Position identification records
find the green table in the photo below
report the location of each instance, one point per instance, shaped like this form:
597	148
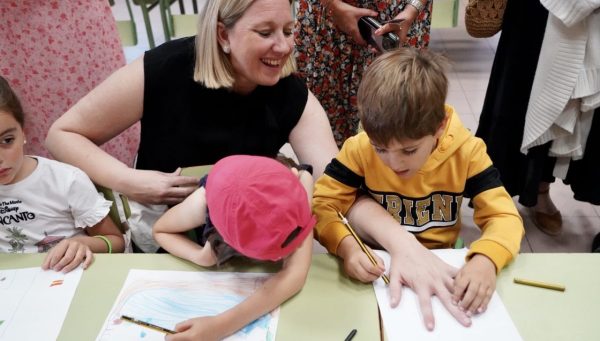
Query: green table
323	310
542	314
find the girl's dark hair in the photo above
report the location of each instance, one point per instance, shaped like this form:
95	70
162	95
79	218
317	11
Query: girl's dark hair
9	102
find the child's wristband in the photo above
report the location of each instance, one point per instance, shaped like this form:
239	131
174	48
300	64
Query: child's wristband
107	241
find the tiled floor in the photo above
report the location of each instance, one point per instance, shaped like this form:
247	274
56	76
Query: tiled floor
471	63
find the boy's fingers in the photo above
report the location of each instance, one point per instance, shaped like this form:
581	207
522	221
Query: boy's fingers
395	288
460	286
459	315
484	304
469	297
426	309
89	257
183	326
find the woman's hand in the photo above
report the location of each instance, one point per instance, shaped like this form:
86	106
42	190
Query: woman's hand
356	263
67	255
345	17
154	187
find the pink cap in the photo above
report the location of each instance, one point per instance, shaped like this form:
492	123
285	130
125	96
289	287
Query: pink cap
258	206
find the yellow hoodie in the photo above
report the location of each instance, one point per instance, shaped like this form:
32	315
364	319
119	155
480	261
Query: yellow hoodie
427	204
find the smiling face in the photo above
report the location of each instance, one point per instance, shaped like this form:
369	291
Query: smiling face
259	43
12	156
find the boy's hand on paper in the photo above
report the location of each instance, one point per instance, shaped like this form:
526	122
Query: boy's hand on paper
345	17
474	285
199	328
154	187
67	255
416	267
356	263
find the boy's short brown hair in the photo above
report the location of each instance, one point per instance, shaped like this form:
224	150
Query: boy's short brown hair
9	102
402	95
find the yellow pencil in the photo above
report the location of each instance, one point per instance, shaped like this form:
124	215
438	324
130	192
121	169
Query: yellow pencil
147	324
539	284
361	244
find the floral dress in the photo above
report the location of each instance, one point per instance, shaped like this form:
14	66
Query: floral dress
333	64
54	52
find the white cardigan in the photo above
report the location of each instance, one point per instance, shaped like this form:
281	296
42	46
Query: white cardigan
566	88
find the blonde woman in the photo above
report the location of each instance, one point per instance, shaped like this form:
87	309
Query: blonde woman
230	90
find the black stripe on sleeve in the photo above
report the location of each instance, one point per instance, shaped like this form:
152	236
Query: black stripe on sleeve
488	179
343	174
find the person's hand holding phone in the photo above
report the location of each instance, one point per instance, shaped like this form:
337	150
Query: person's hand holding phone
345	17
379	43
400	24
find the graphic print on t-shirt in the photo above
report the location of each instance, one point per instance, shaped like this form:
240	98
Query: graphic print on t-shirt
14	222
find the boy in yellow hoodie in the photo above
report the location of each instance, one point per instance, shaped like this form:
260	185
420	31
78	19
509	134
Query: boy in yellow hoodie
417	160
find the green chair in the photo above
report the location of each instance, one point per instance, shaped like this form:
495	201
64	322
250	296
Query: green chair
444	13
127	28
114	210
197	171
459	243
179	25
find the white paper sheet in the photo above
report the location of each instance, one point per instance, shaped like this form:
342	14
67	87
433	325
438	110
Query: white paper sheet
405	322
34	302
165	298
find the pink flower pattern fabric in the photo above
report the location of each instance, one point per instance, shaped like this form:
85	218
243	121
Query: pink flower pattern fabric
53	53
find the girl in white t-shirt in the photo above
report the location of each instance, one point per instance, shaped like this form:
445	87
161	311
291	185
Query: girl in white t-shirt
45	205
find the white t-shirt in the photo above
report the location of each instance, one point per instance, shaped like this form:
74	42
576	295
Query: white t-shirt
56	201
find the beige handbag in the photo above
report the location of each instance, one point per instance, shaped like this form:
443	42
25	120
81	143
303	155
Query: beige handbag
483	18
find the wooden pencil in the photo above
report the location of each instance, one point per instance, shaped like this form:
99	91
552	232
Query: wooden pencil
361	244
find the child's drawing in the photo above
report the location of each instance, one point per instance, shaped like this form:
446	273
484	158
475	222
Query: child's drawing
165	298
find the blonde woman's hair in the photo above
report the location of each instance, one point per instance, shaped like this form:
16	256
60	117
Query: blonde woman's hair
213	68
402	95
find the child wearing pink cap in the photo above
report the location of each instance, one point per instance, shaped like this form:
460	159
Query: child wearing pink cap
251	206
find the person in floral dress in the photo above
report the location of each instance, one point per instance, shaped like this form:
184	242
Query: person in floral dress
332	56
55	52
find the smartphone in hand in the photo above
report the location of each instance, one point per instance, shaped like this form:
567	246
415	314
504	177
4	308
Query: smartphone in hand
385	42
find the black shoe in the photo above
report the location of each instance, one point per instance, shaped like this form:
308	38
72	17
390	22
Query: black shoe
596	244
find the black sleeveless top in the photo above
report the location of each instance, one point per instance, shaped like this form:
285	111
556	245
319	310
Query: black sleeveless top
185	124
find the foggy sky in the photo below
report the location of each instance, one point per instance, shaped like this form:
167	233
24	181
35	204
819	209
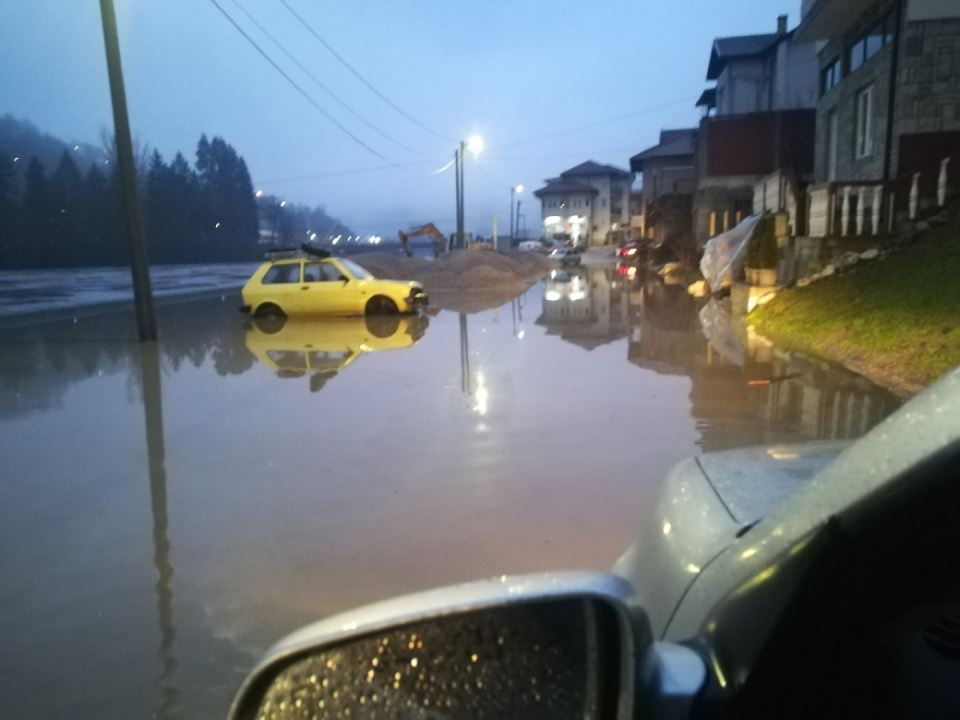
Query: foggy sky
518	73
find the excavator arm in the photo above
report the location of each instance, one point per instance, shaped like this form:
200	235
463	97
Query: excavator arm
439	239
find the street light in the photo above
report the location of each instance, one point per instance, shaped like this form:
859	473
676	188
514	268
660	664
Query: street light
475	145
514	189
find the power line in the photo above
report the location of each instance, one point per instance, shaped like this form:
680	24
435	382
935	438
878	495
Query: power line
597	123
320	83
296	87
338	173
360	77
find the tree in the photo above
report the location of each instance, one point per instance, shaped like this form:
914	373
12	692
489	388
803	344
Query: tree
66	232
9	215
36	217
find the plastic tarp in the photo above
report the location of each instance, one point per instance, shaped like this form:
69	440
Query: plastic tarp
724	255
718	329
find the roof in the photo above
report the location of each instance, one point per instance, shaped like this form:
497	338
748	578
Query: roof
673	144
708	98
740	46
594	168
561	185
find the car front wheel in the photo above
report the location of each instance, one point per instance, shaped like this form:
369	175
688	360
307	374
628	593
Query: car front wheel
381	305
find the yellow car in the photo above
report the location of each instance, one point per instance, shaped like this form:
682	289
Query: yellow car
305	285
320	348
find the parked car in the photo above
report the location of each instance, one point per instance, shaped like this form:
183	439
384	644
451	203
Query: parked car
630	250
565	256
777	582
311	283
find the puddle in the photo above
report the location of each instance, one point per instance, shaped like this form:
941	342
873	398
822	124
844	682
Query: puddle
175	508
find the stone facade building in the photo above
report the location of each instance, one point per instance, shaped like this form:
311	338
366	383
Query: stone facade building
759	120
888	107
667	194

Set problem: Pictures are not part of the copy; reproduce everything else in the records exactly.

Exercise result:
find the green table in the photo below
report the location of each instance, one point per instance, shaped like this form:
597	148
Query: green table
323	310
542	314
find the girl's dark hair in the photo above
report the location of each instance, one point per instance, shaped like this form:
95	70
162	95
79	218
317	11
Query: girl's dark hair
9	102
find the child's wristband in the photo above
report the location of each instance, one point per instance, shaped like this form:
239	131
174	48
300	64
Query: child's wristband
107	241
find the tiled floor in the photo above
report the location of each instance, one point per instance, shaped like this form:
247	274
56	76
Query: tiled floor
471	63
find the boy's fingers in the photo above
report the location of each instance, one point per instance, shaped like this form:
581	207
522	221
Query: boy's fingers
395	288
460	286
459	315
484	304
469	297
426	309
89	257
183	326
find the woman's hand in the photo above
report the location of each instance, one point per instance, shaped like this form:
86	106
42	190
Query: woman's hand
356	263
67	255
345	17
154	187
find the pink cap in the photo above
report the location of each instance, one point per instance, shaped like this form:
492	123
285	130
125	96
289	287
Query: pink cap
258	206
find the yellow hoodie in the photo above
report the location of each instance, one point per instance, shaped like this form:
32	315
364	319
119	155
480	261
Query: yellow hoodie
427	204
find the smiling face in the photo above
report the location of each instance, one point per instance, shaped like this form:
369	291
Query: smiling face
259	43
12	156
find the boy's hand on paper in the photo above
report the location of each instance, one point per instance, shaped like this form:
526	122
Query: boy's hand on paper
345	17
474	285
199	328
154	187
67	255
416	267
356	263
find the boy's short brown hair in the photo above
report the location of each instance, one point per instance, shaped like this form:
224	150
Query: boy's short brown hair
9	102
402	95
find the yellow pencil in the photo above
report the location of each instance, one point per instance, shaped like this form:
124	215
438	324
130	192
121	169
Query: yellow pencil
147	324
539	284
361	244
find the floral dress in the photo above
report the location of each instance, one point per instance, shaped like this form:
14	66
Query: floral dress
333	64
54	52
find the white cardigan in the photo above
report the location of each instance, one point per instance, shaped like this form:
281	296
42	46
Query: white cardigan
566	88
find the blonde woman in the photo above
report the location of each instance, one point per instance, shaped like this form:
87	309
Query: blonde woman
230	90
find the black stripe on sleeve in the photo above
report the location of each instance, one point per instance, shaped like this form:
152	236
Query: black stripe on sleeve
488	179
343	174
find the person's hand holding phone in the photo above
report the location of each instance, one point per instance, shaped like this form:
337	150
Query: person's hand holding phone
345	17
379	43
400	24
find the graphic print on t-shirt in the photo above
report the location of each instance, one point per instance, shaped like this form:
240	98
Query: graphic print on t-shirt
14	222
find the boy in yellow hoodie in the photo above
report the location of each instance, one point per instance, shaped like this form:
260	185
420	31
78	19
509	134
Query: boy in yellow hoodie
417	160
find the green chair in the photo above
report the location of each instance, one point per instance, shaped like this form:
495	201
64	322
250	296
Query: green chair
444	13
127	28
114	210
197	171
459	243
179	25
find the white paper sheet in the photo above
report the location of each instance, one point per instance, shaped like this form:
342	14
67	87
433	325
438	110
Query: white paper sheet
405	322
34	302
165	298
find the pink flower pattern fabric in the photo above
report the location of each instance, one point per instance, shaped like this form:
85	218
243	121
Query: pink flower pattern fabric
53	53
find the girl in white t-shirt in the photo above
report the location of each instance, one point per instance, shaped like this form:
445	87
161	311
291	185
Query: girl in white t-shirt
45	205
find the white t-shirt in the photo above
report the location of each instance, one point per instance, shaped like this form:
74	42
576	295
Query: white t-shirt
56	201
find the beige handbag in the photo above
report the location of each instance, one point per instance, shaped like this form:
443	42
25	120
81	143
303	155
Query: beige handbag
483	18
find the wooden pencil in the photo above
report the location of each instance, one point per instance, shaped like this form:
99	91
552	232
Query: wooden pencil
361	244
find the child's drawing in the photo above
report the location of each instance, one point per instance, shaped like this form:
446	273
484	158
475	222
Query: child's drawing
165	298
find the blonde woman's hair in the photo above
report the location of each instance, one point per instance, shaped like this form:
16	256
60	117
Query: blonde woman's hair
213	68
402	95
find the child wearing pink cap in the photo above
report the location of each instance, one point per instance, shaped like this form:
460	159
Query: child wearing pink cap
251	206
find the person in floral dress in the photo above
report the location of each instance, one point per instance, shaped like this form:
184	242
Query: person in floral dress
332	56
55	52
find the smartphone in hand in the photo above
report the location of each instance, one point per instance, shaped like this form:
567	246
415	314
504	177
4	308
Query: smartphone in hand
385	42
find the black shoe in the photo above
report the location of each instance, one point per instance, shaped like this form:
308	38
72	17
390	22
Query: black shoe
596	244
find the black sleeveless top in the photo above
report the location of each instance, one point per instance, shaped like this form:
285	111
556	245
319	310
Query: black sleeveless top
185	124
find the foggy sky in the photo below
report the location of each instance, one point per instance, shaped like this form:
167	233
24	181
35	204
819	209
Query: foggy sky
518	73
find the excavator arm in the photo above
report the location of each instance, one point per instance, shaped like this form:
200	235
463	97
Query: excavator arm
439	239
find the street light in the photo above
report the location of each instance, one point per instance, shaped like this form:
859	473
676	188
514	268
660	664
Query: street light
475	145
514	189
find the power line in the photo above
report the location of each instance, one point per instance, shaped like this form:
680	24
435	382
935	438
878	495
Query: power line
597	123
320	83
296	87
338	173
360	77
find the tree in the photo above
report the location of each instance, one point per instance, shaped like this form:
914	373
12	692
489	388
803	344
Query: tree
66	232
9	215
36	217
find the plastic tarp in the photo above
report the location of each instance, one point per instance, shaped like this form:
69	440
Query: plastic tarp
724	255
718	329
find the roof in the photo above
report the location of each instance, one point per instance, shaped like this form:
497	338
748	578
Query: roof
673	144
708	98
740	46
594	168
561	185
find the car front wheel in the photo above
report the location of each instance, one point per instance, shaped like this form:
369	175
688	360
307	374
628	593
Query: car front wheel
381	305
find the yellow car in the photo above
report the location of each instance, one point per instance, shaped like this form:
682	289
Query: yellow car
305	285
320	348
find the parked car in the photo above
report the location of each instance, one point per instance, shaped like this form:
183	439
384	644
451	203
Query: parked car
630	250
565	256
777	582
311	283
find the puddle in the photo above
report the location of each instance, one point per instance, shaped like this form:
941	342
873	398
822	124
844	682
Query: puddle
175	508
find the stone facade building in the photo above
report the location of each instance, one point per instance, shaped like this form:
311	338
366	383
Query: stone facade building
759	120
888	107
667	194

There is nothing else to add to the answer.